### Challenge
Transcribe every line of the material below without changing anything.

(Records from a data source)

## start

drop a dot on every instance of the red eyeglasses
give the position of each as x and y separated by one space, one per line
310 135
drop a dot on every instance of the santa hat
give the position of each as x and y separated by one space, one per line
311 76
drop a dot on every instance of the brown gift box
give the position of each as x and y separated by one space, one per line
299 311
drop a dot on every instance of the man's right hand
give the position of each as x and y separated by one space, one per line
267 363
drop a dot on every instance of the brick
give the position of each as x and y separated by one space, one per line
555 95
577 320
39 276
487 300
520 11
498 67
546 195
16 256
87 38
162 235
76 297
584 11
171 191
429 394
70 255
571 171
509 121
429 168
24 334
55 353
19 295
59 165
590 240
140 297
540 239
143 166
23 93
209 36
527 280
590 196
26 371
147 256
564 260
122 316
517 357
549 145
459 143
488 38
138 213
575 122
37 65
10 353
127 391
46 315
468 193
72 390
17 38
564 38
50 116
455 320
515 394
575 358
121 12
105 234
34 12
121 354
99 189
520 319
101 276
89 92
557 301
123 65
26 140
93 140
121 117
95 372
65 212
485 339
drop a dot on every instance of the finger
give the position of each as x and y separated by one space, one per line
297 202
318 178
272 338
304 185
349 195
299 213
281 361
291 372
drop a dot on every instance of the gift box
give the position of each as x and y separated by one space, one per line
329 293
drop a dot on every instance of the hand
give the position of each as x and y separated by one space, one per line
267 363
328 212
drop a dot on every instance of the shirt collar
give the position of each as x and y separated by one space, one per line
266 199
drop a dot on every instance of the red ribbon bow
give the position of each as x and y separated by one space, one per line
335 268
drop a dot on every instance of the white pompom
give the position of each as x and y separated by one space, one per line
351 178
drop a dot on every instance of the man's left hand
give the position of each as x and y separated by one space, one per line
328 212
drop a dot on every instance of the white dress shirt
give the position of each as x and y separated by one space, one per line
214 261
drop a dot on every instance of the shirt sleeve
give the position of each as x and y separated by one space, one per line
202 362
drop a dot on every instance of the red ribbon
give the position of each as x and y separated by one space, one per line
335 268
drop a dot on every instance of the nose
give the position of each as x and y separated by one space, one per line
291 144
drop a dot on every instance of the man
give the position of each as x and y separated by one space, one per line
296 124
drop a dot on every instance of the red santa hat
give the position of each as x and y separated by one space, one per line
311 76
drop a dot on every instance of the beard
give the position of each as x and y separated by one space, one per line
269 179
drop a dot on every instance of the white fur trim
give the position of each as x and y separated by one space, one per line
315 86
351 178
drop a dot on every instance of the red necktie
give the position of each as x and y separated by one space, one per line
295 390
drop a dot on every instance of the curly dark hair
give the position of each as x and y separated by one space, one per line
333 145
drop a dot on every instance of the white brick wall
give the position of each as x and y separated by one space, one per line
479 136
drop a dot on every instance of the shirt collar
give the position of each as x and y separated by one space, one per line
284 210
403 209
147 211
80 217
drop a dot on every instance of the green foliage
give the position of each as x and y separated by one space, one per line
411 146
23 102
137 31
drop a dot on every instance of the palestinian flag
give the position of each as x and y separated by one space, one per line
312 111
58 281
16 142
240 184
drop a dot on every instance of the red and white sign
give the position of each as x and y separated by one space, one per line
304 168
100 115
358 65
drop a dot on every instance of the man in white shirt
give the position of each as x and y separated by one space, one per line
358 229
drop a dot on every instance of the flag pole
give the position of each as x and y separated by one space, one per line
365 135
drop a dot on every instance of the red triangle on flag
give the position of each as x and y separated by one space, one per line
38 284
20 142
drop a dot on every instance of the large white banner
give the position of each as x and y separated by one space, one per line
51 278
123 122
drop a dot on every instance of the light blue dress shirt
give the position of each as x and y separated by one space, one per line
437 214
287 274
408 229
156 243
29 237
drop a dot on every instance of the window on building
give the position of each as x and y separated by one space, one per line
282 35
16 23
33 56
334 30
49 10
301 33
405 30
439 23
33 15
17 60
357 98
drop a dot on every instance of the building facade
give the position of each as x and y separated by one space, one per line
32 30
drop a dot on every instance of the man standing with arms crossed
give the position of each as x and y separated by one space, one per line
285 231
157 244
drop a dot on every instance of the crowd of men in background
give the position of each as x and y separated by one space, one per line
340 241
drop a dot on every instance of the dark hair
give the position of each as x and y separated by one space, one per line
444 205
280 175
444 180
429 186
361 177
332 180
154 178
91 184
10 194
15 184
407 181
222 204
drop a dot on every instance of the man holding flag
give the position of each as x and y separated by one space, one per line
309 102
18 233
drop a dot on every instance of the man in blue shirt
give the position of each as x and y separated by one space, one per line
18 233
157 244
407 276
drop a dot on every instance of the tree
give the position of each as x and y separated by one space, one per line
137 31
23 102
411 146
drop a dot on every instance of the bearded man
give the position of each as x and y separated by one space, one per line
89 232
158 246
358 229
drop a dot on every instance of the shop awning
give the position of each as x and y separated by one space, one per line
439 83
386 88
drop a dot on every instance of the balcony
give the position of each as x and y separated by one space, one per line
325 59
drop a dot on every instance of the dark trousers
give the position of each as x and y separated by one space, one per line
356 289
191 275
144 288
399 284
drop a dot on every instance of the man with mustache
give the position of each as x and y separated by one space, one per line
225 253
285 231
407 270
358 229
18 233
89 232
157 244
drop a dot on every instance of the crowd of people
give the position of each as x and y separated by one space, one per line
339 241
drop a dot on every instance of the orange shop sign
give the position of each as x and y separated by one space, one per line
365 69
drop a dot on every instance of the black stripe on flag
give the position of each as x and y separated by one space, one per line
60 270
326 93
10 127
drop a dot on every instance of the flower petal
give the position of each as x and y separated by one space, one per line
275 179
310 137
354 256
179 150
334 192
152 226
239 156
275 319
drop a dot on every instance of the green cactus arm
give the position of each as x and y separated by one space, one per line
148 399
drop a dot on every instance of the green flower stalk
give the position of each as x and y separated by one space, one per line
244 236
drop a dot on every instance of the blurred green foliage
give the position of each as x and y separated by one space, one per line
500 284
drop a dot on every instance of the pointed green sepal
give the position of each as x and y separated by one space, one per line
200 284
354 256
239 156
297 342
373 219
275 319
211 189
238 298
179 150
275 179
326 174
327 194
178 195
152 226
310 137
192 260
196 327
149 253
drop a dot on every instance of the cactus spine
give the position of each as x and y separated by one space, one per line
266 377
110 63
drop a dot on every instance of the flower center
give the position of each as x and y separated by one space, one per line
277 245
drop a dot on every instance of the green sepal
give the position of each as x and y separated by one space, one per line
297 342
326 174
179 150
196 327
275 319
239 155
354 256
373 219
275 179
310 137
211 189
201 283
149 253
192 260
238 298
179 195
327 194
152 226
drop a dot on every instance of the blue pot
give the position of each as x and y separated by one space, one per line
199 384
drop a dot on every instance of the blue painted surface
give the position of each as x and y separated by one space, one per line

## end

### Reply to the exercise
drop a dot on every instance of the red eyeglasses
give the position of each as x and y separated by one space, one per line
310 135
drop a dot on every instance of the santa hat
give the position of each as x and y separated by one space, one per line
311 76
drop a dot on every instance of the brown gift box
give the position of each as x and y separated by one space, one per line
299 311
drop a dot on every instance of the man's right hand
give the position of each as x and y separated by one space, one per line
267 363
drop a dot on every instance of the brick
give the position of each as x and y separated by one space, one per line
555 95
577 320
39 276
487 300
520 11
498 67
546 195
16 256
87 38
162 235
76 297
584 11
171 191
429 394
70 255
571 171
509 121
429 168
24 334
55 353
19 295
59 165
590 240
140 297
540 239
143 166
23 93
209 36
527 280
590 196
26 371
147 256
564 260
122 316
517 357
549 145
459 143
488 38
138 213
575 122
37 65
10 353
127 391
46 315
468 193
72 390
17 38
564 38
50 116
455 320
515 394
575 358
121 12
105 234
34 12
121 354
99 189
520 319
101 276
89 92
557 301
123 65
26 140
93 140
121 117
95 372
65 212
485 339
drop a dot on every instance of the finger
give the position of each as x and y separated by one space, one per line
297 202
318 178
272 338
304 185
349 195
299 213
281 361
291 372
drop a dot on every instance of the gift box
give the position of each as x and y separated by one space, one per line
329 293
drop a dot on every instance of the hand
give the position of each as x and y separated by one space, one per line
267 363
328 212
drop a dot on every instance of the shirt collar
give the position of each as x and y separated by one space, one per line
266 199
drop a dot on every instance of the red ribbon bow
give the position of each as x and y separated by one space, one per line
335 268
drop a dot on every instance of the white pompom
give the position of each as x and y separated by one space, one per line
351 178
drop a dot on every instance of the man's left hand
give the position of each as x and y separated by one space, one per line
328 212
drop a dot on every instance of the white dress shirt
give the position of each as x and y separated by one space, one per line
214 261
drop a dot on every instance of the shirt sleeve
give the position of each as x and y separated by one space, one per line
202 362
drop a dot on every instance of the red ribbon
give the position of each as x and y separated by one space, one per line
335 268
drop a dot on every instance of the nose
give the position of each as x and y separated by one space, one per line
291 144
drop a dot on every instance of the man
give the position of each as x and y separated by one space, one per line
296 124
drop a dot on every instance of the red santa hat
give the position of each as x and y separated by one space, one per line
311 76
drop a dot on every instance of the beard
give the position of each as x and y separated by one space, one per line
269 179
drop a dot on every instance of the white fur trim
give the position of each as x and y separated by one space, one per line
315 86
351 178
drop a dot on every instance of the red necktie
give the position of each as x and y separated by one space, one per line
295 390
drop a dot on every instance of the curly dark hair
give the position of each as x and y separated by one space, one per line
333 145
drop a dot on every instance of the white brick wall
give the position of each as x and y separated by one space, one per line
479 136
drop a dot on every instance of the shirt collar
give the position of each as x and y separated by one space, one per line
284 210
403 209
147 211
80 217
drop a dot on every instance of the green foliage
give the position of each as x and y separated by one space, one per line
411 146
23 102
137 31
drop a dot on every instance of the palestinian flag
give the position of each as x and y separated by one space, one per line
312 111
58 281
16 142
240 184
drop a dot on every instance of the red and white sign
give the position of each as x and y separated by one space, one per line
304 168
100 115
358 65
drop a dot on every instance of the man in white shirt
give the position of each as x and y separated by one space, one per line
358 229
drop a dot on every instance of the flag pole
give the position of each as x and y separated by one space, one per line
365 135
drop a dot on every instance of the red triangle on flag
give the position of each as x and y separated by one space, one per line
38 284
20 142
drop a dot on every instance of the large white banner
give the position of each as x and y separated by one space, one per line
51 278
123 122
drop a dot on every instance of the light blue dress shirt
give the position of each as x and y separated by one space, one per line
437 214
287 274
408 229
156 243
29 237
drop a dot on every instance of the window on building
give the position of each as x and y separated by one space, one per line
282 35
16 23
33 56
334 30
49 10
301 33
405 30
439 23
33 15
17 60
357 98
drop a dot on every instance of the building facade
give the position of each as x and y separated by one space, one per line
32 30
drop a dot on every instance of the man standing with arms crossed
give the position of each as x and y separated by one space, one per line
285 231
157 244
drop a dot on every instance of the crowd of men in background
give the position of each as x and y separated by one space, one per line
340 241
drop a dot on every instance of the dark hair
give the position of each as x and y separated by one space, one per line
444 205
280 175
444 180
429 186
361 177
332 180
154 178
91 184
10 194
15 184
407 181
222 204
drop a dot on every instance of the man holding flag
give the position of each as x and y separated by one space, one per line
309 102
18 233
drop a dot on every instance of the man in blue shirt
give the position of each as x and y separated by one space, one per line
18 233
157 244
407 276
drop a dot on every instance of the tree
give the position of each as x and y separated by one space, one per line
137 31
23 102
411 146
drop a dot on every instance of the bearded man
give the position of each as x and y separated by one space, one per line
89 232
158 246
358 229
drop a dot on every instance of the shop awning
give the position of each as x and y separated by one space, one per line
439 83
386 88
drop a dot on every instance of the balcony
give the position of each as x and y separated by one space, one per line
325 59
drop a dot on every instance of the dark trousers
give the position of each as x and y separated by one space, one per line
356 289
191 275
144 288
399 284
drop a dot on every instance of the man with mustache
give the position of each as x and y separated by one space, one per line
225 253
285 231
407 270
358 229
18 233
89 232
157 244
drop a dot on every instance of the crowd of people
give the position of each as x and y separated by one space, one per line
339 241
drop a dot on every instance of the orange shop sign
give the position of each as x and y separated by one space, one per line
365 69
drop a dot on every instance of the black stripe on flag
give the position of each as x and y separated by one space, one per line
60 270
326 93
10 127
drop a dot on every instance of the flower petal
give the position of each as x and y separated by one space, one per line
275 179
310 137
354 256
179 150
334 192
152 226
239 156
275 319
drop a dot on every instance of the green cactus arm
give the position of each as x and y separated by one space, one per line
148 399
drop a dot on every instance of the green flower stalk
give the position of each as x and y separated by one space, one per line
244 236
drop a dot on every instance of the blurred green foliage
give the position of each as x and y separated by one space, one per line
500 284
drop a dot on every instance of the pointed green sepal
give the position of each as x and y separated by one space, one per line
200 284
354 256
239 156
297 342
373 219
275 319
211 189
238 298
179 150
275 179
326 174
327 194
178 195
152 226
310 137
192 260
196 327
149 253
drop a dot on every instance of the cactus spine
give the position of each as x and y separated by one space, one per line
266 377
110 63
drop a dot on every instance of the flower center
give the position of each as x and y separated by one space, one per line
277 245
drop a dot on every instance of the green sepal
give the position of each as x and y separated by one space, one per line
297 342
326 174
179 150
196 327
275 319
239 155
354 256
373 219
275 179
310 137
211 189
201 283
149 253
192 260
238 298
179 195
327 194
152 226
drop a dot on every instance of the blue pot
give the position of each as x and y separated by one space, one per line
199 384
drop a dot on every instance of the blue painted surface
give the position of each as x and y separated by one space, one per line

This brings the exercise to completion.